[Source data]
┌────────

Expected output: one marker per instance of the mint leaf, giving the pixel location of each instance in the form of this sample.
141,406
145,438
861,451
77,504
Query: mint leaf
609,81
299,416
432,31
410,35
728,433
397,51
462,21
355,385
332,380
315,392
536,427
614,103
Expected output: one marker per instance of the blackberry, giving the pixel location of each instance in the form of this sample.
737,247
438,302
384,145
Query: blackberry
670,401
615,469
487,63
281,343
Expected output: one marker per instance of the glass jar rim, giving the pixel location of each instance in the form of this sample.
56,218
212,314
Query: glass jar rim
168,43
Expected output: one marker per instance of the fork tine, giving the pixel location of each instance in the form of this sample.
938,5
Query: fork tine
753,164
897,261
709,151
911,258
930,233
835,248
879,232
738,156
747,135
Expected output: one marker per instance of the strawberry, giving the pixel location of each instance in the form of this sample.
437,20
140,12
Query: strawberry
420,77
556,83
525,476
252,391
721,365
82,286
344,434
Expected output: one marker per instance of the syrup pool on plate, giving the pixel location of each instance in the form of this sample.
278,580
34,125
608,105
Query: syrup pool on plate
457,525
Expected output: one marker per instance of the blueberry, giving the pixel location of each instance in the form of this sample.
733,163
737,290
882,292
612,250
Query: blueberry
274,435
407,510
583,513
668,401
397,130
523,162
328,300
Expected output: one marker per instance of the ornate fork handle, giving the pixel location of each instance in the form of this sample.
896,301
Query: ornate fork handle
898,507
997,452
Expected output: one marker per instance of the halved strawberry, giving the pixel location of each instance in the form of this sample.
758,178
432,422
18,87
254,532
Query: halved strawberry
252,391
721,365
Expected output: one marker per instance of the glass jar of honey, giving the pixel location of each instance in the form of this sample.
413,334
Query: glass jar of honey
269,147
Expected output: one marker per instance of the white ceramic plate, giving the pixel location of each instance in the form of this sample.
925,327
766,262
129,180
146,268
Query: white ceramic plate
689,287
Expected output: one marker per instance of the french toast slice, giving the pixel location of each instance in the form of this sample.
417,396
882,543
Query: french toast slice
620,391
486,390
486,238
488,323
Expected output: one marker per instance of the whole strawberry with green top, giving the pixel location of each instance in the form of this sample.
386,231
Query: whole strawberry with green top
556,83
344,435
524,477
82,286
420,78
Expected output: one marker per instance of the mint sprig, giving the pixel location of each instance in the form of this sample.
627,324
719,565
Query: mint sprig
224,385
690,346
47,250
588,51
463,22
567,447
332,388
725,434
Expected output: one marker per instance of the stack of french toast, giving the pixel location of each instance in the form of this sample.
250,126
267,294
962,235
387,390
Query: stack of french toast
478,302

└────────

Directions.
Return the lines of the entries above exactly as they appear, starting at the line that contains "mint sprig, giving" and ending with the last line of the entries, both ends included.

Full answer.
Expected output: one marker per instance of the mint sprig, giving the pixel location of each instance in the form of this sample.
627,324
719,565
Query: mint sprig
224,385
690,346
47,250
588,51
463,22
567,447
332,388
725,434
Expected output: one marker per instance of the stack of french toast, giving the pixel location of each instance in the form of this sample.
250,126
267,294
962,235
387,390
Query: stack of french toast
478,302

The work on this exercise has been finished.